# START OF Passage shown
When, for example, President Bush was recently defending our very extensive relationship with the Peoples Republic of China, a country which hasn't held and doesn't intent to hold democratic elections and whose human rights record makes Castro look like Snow White, he insisted that one was not likely to improve those conditions by trying to isolate the other country. Rather, he said, it was better to remain engaged with the offending country so as to influence it in the desired direction.
This was the same argument Ronald Reagan made with respect to the Republic of South Africa. It is called constructive engagement, and while one might argue that Reagan was all too ready to whitewash almost anything the south African government did (just as one wonders if there is anything the Chinese could do that would offend Bush), it is difficult to argue that the policy of constructive engagement did not produce positive results in South Africa and that it is the wrong way to go in China.
# END OF Passage shown
# START OF Supplied entries
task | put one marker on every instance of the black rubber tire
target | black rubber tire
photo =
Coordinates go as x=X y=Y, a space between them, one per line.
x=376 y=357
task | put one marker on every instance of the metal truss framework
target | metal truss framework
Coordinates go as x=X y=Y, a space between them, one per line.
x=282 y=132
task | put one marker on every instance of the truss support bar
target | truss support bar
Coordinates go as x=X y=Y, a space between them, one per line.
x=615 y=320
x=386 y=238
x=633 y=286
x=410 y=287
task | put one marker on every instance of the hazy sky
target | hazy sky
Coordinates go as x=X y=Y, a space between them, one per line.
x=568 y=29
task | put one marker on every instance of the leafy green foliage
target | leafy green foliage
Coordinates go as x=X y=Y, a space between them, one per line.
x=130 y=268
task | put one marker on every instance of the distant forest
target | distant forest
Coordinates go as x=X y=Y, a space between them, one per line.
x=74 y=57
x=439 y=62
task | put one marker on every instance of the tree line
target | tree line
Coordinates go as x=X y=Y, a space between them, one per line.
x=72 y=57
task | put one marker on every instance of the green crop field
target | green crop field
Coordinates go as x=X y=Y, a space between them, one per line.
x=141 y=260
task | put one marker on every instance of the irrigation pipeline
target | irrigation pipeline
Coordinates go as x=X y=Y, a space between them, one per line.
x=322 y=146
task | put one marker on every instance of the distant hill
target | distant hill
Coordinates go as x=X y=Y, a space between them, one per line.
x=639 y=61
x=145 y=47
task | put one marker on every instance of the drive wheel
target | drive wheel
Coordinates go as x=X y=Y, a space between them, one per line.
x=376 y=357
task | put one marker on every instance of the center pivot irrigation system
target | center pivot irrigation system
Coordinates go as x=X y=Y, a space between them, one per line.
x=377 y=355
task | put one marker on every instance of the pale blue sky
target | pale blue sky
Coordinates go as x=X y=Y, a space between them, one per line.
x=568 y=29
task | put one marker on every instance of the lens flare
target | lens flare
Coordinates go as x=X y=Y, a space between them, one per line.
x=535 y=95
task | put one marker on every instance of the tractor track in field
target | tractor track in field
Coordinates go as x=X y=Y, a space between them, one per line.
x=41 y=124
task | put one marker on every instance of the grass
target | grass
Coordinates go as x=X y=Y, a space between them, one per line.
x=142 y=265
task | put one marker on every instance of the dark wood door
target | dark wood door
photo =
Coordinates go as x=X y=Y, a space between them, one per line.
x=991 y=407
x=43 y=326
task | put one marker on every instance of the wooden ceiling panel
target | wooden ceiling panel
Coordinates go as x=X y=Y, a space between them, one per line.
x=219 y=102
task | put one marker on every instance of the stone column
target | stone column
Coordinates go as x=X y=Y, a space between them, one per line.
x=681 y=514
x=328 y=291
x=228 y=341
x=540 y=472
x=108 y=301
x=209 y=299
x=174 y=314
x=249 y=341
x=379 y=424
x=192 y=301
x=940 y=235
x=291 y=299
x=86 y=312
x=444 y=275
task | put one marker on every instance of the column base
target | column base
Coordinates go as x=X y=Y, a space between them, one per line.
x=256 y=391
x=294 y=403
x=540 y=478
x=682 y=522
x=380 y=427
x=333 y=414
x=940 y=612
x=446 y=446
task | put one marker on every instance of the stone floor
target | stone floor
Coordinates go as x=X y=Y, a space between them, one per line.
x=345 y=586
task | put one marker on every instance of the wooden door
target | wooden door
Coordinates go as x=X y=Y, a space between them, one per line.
# END OF Supplied entries
**Problems**
1/ Gather every line of the records that contains the string "track".
2/ Resume the passage on constructive engagement with China and South Africa, picking up right after its final sentence.
The text and the records come from unrelated sources.

**Answers given**
1/
task | put one marker on every instance of the tractor track in field
target | tractor track in field

2/
Double Standard
But if such an approach would be counterproductive in China, why is it not expected be so in Cuba as well? Or, stated conversely, if we are prepared to follow a policy of constructive engagement with China, South Africa, and several other governments far less savory (Assad in Syria, for example, is a butcher, yet we give him economic assistance), why are we not prepared to try that approach with Cuba?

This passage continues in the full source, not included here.